Please find each line below that contains the word "golden", and copy every one of those lines.
┌─ Data supplied
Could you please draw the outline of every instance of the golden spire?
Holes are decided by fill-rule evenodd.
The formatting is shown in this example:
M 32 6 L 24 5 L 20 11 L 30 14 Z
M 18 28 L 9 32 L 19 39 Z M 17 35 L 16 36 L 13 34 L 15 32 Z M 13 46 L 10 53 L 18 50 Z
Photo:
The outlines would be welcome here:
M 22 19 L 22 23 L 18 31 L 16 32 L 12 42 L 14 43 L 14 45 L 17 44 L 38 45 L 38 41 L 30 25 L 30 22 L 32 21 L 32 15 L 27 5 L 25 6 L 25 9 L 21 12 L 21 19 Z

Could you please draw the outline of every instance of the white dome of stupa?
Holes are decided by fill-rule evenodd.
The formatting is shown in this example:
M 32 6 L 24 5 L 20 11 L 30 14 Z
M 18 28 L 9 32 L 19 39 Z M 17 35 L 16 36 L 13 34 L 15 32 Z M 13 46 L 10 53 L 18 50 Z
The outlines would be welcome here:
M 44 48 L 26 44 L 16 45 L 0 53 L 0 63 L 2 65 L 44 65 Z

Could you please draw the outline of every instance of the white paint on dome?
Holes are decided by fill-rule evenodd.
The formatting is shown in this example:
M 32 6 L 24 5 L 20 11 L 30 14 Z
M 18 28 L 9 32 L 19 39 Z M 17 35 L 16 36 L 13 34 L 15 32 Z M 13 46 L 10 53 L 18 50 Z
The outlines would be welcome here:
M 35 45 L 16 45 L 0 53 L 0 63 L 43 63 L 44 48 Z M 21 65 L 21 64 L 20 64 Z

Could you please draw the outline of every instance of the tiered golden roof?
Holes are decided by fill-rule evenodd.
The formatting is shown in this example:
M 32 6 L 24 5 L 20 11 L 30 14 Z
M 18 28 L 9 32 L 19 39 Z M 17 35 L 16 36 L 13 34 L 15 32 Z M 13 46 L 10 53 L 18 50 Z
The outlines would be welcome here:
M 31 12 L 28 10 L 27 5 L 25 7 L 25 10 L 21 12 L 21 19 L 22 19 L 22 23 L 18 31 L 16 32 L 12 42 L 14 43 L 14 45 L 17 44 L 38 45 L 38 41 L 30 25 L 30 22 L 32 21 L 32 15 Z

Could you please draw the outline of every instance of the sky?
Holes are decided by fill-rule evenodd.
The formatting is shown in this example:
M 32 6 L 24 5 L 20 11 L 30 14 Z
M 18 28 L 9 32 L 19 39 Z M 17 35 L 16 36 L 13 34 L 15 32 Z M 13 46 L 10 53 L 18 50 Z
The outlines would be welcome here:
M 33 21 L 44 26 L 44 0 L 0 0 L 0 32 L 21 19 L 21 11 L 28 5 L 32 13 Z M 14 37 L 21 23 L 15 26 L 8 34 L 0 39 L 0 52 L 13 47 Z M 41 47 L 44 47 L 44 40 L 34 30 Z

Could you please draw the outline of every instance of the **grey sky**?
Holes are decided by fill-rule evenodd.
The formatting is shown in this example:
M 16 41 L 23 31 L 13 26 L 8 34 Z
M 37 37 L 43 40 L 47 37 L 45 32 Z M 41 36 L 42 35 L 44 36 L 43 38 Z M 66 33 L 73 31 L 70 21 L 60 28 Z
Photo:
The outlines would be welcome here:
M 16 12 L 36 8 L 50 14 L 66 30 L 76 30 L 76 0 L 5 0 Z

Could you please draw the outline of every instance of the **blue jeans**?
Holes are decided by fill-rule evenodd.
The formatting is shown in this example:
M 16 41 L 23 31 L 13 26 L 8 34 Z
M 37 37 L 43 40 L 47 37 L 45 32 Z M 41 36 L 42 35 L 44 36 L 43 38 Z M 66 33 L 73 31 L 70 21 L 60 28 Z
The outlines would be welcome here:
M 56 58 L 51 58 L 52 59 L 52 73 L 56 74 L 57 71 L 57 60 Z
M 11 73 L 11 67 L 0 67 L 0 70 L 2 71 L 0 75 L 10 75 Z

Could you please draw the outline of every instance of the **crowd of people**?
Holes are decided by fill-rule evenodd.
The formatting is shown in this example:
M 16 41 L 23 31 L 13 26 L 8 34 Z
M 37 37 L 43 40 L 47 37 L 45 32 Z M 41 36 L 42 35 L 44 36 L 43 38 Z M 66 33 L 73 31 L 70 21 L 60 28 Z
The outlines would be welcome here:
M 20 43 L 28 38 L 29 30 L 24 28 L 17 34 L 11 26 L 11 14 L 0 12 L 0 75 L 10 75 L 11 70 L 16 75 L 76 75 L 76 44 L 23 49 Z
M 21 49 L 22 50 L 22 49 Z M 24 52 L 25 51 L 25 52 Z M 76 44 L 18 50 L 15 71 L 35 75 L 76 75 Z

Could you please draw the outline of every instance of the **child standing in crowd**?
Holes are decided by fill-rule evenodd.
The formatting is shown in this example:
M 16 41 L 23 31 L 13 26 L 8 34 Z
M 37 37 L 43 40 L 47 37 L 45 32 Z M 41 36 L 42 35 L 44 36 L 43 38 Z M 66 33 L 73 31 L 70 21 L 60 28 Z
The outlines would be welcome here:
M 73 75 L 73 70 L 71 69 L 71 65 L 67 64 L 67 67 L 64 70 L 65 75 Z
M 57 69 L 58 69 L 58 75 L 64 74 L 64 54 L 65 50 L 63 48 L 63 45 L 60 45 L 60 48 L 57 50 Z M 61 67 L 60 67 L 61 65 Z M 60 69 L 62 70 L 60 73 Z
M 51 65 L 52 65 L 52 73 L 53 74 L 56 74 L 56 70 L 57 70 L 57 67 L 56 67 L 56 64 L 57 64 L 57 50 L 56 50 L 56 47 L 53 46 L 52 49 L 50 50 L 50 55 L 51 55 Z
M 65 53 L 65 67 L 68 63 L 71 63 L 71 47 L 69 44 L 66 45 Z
└─
┌─ Data supplied
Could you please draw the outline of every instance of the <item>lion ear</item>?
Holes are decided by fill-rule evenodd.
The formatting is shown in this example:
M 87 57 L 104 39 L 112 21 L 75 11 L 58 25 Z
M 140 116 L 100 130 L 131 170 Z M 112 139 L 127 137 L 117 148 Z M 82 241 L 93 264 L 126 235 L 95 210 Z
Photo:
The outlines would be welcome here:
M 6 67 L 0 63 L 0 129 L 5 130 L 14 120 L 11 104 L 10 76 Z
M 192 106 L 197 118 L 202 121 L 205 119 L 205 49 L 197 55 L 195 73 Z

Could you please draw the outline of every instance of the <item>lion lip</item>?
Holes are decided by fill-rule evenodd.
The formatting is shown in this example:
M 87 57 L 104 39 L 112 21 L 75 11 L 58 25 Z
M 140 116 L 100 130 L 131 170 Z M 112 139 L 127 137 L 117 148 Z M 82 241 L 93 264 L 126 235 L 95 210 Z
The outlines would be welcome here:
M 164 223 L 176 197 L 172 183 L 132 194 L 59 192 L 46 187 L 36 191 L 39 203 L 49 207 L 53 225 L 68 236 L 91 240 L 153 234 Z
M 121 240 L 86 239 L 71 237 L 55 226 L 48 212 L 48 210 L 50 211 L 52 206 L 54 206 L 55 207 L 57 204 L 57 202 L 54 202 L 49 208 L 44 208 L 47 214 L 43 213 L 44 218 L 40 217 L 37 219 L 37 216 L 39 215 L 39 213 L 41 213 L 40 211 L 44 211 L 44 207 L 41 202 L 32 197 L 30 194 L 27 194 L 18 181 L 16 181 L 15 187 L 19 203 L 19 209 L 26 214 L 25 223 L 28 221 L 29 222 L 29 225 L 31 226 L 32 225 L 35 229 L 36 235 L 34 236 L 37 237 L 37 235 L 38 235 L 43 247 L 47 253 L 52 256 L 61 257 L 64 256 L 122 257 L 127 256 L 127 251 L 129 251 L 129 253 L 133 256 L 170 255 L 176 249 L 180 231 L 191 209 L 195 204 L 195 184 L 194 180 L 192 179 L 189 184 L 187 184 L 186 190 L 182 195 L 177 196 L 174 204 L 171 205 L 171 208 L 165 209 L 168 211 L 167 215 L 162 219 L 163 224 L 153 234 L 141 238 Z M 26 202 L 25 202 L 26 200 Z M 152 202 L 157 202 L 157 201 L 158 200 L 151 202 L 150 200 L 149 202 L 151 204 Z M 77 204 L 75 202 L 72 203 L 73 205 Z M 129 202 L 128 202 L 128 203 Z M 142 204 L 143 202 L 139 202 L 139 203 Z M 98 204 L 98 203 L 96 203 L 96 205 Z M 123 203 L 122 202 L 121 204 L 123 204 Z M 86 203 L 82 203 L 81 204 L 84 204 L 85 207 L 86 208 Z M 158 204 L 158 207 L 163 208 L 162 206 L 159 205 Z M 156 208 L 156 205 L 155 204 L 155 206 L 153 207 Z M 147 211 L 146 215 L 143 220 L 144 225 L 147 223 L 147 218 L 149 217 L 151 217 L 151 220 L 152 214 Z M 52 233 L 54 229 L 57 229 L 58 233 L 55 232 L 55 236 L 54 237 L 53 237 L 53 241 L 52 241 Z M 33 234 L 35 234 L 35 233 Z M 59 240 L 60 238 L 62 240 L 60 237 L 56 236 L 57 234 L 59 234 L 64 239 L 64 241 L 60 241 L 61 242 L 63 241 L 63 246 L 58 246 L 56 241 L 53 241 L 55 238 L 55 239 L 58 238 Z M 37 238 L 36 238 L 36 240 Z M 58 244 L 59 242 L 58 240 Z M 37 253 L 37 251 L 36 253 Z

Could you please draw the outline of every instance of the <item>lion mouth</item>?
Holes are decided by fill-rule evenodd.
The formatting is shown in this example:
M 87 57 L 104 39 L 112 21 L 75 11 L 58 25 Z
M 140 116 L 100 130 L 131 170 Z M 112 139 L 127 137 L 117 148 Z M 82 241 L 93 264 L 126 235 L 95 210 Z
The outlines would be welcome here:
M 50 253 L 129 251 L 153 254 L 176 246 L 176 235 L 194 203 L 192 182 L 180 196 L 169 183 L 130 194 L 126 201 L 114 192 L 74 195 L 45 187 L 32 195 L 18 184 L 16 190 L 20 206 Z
└─
┌─ Data supplied
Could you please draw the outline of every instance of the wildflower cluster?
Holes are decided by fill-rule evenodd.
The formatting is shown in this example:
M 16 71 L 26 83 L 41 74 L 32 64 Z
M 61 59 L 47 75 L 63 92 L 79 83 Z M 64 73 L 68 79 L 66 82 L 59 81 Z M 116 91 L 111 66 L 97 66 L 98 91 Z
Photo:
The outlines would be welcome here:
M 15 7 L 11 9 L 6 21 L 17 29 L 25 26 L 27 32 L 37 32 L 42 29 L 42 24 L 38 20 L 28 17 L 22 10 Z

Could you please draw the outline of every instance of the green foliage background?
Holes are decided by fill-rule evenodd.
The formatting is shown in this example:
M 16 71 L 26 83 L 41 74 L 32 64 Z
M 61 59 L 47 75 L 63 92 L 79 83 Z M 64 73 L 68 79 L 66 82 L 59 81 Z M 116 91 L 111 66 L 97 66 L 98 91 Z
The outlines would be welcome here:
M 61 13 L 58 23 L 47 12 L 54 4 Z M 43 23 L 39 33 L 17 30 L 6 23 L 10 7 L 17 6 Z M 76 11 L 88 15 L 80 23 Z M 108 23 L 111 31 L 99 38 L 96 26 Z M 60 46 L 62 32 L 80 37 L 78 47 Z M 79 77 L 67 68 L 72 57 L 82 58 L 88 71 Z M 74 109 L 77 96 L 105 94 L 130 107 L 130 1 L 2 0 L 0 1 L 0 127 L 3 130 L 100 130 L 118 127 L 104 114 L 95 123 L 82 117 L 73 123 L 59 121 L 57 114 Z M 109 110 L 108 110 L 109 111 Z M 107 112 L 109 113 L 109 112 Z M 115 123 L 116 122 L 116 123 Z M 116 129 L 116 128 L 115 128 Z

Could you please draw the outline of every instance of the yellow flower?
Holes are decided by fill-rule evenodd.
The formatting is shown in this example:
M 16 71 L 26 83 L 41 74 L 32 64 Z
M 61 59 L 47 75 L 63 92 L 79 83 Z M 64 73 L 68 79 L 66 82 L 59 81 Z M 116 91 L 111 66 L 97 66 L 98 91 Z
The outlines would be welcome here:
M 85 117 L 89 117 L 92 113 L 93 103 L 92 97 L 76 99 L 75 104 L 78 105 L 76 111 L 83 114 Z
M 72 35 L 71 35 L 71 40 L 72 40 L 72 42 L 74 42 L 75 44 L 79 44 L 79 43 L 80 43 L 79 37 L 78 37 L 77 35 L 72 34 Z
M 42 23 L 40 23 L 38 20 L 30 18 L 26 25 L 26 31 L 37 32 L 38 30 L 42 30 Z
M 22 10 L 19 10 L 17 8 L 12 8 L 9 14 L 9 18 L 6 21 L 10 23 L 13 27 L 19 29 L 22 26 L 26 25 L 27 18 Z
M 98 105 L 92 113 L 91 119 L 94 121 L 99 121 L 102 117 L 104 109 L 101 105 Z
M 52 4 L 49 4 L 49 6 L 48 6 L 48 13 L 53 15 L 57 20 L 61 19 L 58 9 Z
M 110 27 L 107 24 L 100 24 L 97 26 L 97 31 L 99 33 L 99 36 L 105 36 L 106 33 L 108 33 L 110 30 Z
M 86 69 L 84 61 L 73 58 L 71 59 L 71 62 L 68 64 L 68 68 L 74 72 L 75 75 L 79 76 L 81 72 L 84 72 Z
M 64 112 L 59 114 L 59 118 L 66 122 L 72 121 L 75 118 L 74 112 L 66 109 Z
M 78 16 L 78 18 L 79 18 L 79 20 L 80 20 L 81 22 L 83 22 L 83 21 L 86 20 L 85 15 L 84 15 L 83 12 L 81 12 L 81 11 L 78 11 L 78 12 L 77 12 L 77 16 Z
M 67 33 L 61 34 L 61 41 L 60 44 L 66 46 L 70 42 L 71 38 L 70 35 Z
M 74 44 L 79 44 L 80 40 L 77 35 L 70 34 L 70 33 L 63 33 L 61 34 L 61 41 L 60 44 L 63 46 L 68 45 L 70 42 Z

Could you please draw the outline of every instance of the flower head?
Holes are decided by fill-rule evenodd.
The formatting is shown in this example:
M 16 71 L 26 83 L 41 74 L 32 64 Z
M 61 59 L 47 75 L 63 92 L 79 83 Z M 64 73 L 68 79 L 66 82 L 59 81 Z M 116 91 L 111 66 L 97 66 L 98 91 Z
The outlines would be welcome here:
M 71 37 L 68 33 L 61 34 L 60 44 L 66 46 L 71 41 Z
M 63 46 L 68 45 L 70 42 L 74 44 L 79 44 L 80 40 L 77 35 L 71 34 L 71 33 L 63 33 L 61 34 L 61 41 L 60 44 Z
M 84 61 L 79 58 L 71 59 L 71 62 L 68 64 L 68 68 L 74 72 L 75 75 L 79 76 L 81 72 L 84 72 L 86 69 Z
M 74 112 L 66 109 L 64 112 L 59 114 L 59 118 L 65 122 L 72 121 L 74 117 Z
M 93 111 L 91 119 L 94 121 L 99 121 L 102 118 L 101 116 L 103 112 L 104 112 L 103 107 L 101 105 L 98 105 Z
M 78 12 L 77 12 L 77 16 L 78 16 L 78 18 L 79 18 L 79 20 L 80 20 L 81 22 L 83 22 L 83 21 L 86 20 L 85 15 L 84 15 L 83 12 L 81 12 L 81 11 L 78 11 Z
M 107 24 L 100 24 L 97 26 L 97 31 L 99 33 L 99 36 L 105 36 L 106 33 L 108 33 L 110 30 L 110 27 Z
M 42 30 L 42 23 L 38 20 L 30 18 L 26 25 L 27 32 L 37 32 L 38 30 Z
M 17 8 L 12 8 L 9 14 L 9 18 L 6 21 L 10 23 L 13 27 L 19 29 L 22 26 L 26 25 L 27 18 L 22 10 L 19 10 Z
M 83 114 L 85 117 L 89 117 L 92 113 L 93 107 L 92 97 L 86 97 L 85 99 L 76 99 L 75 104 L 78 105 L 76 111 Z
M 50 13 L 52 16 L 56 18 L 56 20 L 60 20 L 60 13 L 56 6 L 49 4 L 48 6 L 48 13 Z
└─
• Exercise output:
Could you please draw the outline of every instance of the golden spire?
Could you please draw the outline of every instance of the tiered golden roof?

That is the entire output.